---------- DATASET EXTRACT ----------
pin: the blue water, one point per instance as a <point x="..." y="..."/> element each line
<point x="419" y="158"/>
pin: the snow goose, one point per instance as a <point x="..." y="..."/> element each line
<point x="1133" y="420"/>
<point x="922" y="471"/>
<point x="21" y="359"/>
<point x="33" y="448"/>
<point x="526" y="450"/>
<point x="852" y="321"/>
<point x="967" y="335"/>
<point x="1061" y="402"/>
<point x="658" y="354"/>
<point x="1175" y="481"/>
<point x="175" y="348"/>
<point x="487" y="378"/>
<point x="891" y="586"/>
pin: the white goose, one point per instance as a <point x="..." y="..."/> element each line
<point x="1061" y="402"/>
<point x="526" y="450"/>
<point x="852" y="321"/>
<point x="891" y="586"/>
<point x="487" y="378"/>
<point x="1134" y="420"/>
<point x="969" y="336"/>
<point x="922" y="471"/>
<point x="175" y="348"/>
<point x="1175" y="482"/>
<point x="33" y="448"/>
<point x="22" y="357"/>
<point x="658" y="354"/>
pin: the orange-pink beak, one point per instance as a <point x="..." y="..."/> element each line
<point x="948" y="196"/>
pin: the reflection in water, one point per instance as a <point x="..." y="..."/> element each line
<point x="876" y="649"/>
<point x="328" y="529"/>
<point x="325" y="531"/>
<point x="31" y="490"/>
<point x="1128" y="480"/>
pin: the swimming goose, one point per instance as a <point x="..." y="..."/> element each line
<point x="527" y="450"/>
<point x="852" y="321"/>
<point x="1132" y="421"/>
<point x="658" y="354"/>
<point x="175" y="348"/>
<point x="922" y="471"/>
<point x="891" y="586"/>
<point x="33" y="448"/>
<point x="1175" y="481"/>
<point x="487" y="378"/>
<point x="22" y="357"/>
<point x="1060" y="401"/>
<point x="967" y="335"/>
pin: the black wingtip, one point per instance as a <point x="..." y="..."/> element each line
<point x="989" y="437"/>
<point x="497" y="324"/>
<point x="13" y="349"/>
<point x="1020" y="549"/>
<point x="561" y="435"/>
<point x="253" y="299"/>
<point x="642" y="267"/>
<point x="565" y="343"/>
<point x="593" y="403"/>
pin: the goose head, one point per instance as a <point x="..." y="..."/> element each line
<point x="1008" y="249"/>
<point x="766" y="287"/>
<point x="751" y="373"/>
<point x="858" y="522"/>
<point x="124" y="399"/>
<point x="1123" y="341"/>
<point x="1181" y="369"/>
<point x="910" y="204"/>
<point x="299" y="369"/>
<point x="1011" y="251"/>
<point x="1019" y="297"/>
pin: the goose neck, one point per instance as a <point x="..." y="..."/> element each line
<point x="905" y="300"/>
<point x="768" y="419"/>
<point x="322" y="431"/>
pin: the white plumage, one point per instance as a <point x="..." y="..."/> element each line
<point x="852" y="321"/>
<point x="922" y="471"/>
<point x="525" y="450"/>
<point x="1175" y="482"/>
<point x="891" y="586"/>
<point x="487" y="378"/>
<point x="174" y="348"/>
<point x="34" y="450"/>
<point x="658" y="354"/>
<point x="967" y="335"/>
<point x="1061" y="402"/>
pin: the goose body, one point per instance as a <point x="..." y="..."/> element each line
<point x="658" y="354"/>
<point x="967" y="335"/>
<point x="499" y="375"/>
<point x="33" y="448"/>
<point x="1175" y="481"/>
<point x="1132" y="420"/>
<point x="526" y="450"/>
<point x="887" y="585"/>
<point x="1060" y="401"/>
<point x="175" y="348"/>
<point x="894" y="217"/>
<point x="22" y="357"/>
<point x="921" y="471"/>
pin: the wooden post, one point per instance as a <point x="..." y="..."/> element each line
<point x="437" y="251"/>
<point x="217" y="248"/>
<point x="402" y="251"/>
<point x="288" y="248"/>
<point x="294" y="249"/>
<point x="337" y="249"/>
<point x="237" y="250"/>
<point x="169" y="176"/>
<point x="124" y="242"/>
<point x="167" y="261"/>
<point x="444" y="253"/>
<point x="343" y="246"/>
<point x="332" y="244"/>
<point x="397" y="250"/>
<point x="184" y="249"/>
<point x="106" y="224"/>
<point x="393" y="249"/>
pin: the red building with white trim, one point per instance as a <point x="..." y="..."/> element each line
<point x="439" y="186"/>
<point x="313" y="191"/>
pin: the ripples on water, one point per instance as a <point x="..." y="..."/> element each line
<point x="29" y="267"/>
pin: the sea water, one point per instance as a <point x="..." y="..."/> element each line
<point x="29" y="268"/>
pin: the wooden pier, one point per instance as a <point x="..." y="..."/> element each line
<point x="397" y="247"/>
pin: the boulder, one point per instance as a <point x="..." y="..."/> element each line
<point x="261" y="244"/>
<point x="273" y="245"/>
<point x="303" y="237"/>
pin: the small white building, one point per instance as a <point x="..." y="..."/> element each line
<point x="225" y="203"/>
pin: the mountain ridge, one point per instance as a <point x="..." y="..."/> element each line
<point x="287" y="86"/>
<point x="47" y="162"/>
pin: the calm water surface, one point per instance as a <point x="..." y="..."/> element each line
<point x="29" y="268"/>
----------
### GIVEN INSTRUCTION
Swap "element" for "tag" in every one of the items above and give all the lines again, changing nothing else.

### IN RESPONSE
pin: the blue water, one point per instance as a <point x="..." y="..."/> tag each line
<point x="419" y="158"/>
pin: the snow goose, one point per instance as a <point x="..." y="..."/> tag each line
<point x="1133" y="420"/>
<point x="922" y="471"/>
<point x="21" y="359"/>
<point x="33" y="448"/>
<point x="526" y="450"/>
<point x="852" y="321"/>
<point x="967" y="335"/>
<point x="1061" y="402"/>
<point x="658" y="354"/>
<point x="1175" y="481"/>
<point x="175" y="348"/>
<point x="487" y="378"/>
<point x="891" y="586"/>
pin: the white goose, one point per instance as a <point x="..." y="..."/> tag each line
<point x="1061" y="402"/>
<point x="526" y="450"/>
<point x="852" y="321"/>
<point x="891" y="586"/>
<point x="487" y="378"/>
<point x="1134" y="420"/>
<point x="969" y="336"/>
<point x="922" y="471"/>
<point x="175" y="348"/>
<point x="1175" y="482"/>
<point x="33" y="448"/>
<point x="22" y="357"/>
<point x="658" y="354"/>
pin: the orange-pink beak, one point per instance as a <point x="..." y="..."/> tag each line
<point x="948" y="196"/>
pin: the reflection in water, one point per instance as a <point x="..." y="..."/> tag each line
<point x="876" y="649"/>
<point x="328" y="529"/>
<point x="325" y="531"/>
<point x="31" y="490"/>
<point x="1128" y="480"/>
pin: the swimming goose, one point per instance as a <point x="..." y="..."/> tag each line
<point x="527" y="450"/>
<point x="852" y="321"/>
<point x="1132" y="421"/>
<point x="658" y="354"/>
<point x="175" y="348"/>
<point x="922" y="471"/>
<point x="891" y="586"/>
<point x="33" y="448"/>
<point x="1175" y="481"/>
<point x="487" y="378"/>
<point x="22" y="357"/>
<point x="1060" y="401"/>
<point x="967" y="335"/>
pin: the black wingtip, one point per instance as a <point x="..." y="..."/> tag each line
<point x="989" y="437"/>
<point x="497" y="324"/>
<point x="13" y="349"/>
<point x="1020" y="549"/>
<point x="561" y="435"/>
<point x="253" y="299"/>
<point x="642" y="267"/>
<point x="565" y="343"/>
<point x="593" y="403"/>
pin: the goose head, one point per instance as a <point x="..." y="..."/> tag each line
<point x="1008" y="249"/>
<point x="766" y="287"/>
<point x="751" y="373"/>
<point x="858" y="522"/>
<point x="124" y="399"/>
<point x="1123" y="341"/>
<point x="1181" y="369"/>
<point x="910" y="204"/>
<point x="299" y="369"/>
<point x="1011" y="251"/>
<point x="1019" y="297"/>
pin: the goose neck, one point per instance as a <point x="..." y="..."/> tag each line
<point x="905" y="300"/>
<point x="768" y="419"/>
<point x="322" y="431"/>
pin: the white plumage, one point per instance as a <point x="..." y="..."/> tag each line
<point x="852" y="321"/>
<point x="922" y="471"/>
<point x="525" y="450"/>
<point x="1175" y="482"/>
<point x="891" y="586"/>
<point x="487" y="378"/>
<point x="174" y="348"/>
<point x="34" y="450"/>
<point x="658" y="354"/>
<point x="967" y="335"/>
<point x="1061" y="402"/>
pin: the goose body, one point per instance as a <point x="..." y="..."/> tag each line
<point x="658" y="354"/>
<point x="967" y="335"/>
<point x="499" y="375"/>
<point x="33" y="448"/>
<point x="1175" y="481"/>
<point x="1132" y="420"/>
<point x="526" y="450"/>
<point x="887" y="585"/>
<point x="1060" y="401"/>
<point x="175" y="348"/>
<point x="894" y="217"/>
<point x="22" y="357"/>
<point x="921" y="471"/>
pin: the wooden post, one point per instance as a <point x="..." y="..."/> tag each line
<point x="437" y="251"/>
<point x="217" y="248"/>
<point x="402" y="251"/>
<point x="288" y="248"/>
<point x="294" y="249"/>
<point x="337" y="249"/>
<point x="237" y="250"/>
<point x="169" y="176"/>
<point x="124" y="242"/>
<point x="167" y="261"/>
<point x="444" y="253"/>
<point x="343" y="246"/>
<point x="332" y="244"/>
<point x="397" y="250"/>
<point x="184" y="249"/>
<point x="106" y="224"/>
<point x="393" y="249"/>
pin: the red building with white trim, one point per instance as a <point x="..." y="..."/> tag each line
<point x="439" y="186"/>
<point x="313" y="191"/>
pin: the ripples on water, one point per instance as a <point x="..." y="..."/> tag each line
<point x="29" y="267"/>
pin: the sea water, one point per instance as a <point x="..." y="..."/> tag each line
<point x="29" y="268"/>
pin: the wooden pier, one point per instance as a <point x="..." y="..."/> tag each line
<point x="397" y="247"/>
pin: the boulder, one point per instance as a <point x="..." y="..."/> tag each line
<point x="261" y="244"/>
<point x="273" y="245"/>
<point x="303" y="237"/>
pin: the small white building, one point per instance as a <point x="..." y="..."/> tag each line
<point x="225" y="203"/>
pin: the mountain ridge, one point per instance as a <point x="..." y="..."/> tag each line
<point x="287" y="86"/>
<point x="47" y="162"/>
pin: the calm water surface, one point per instance as a <point x="..." y="..."/> tag each line
<point x="29" y="268"/>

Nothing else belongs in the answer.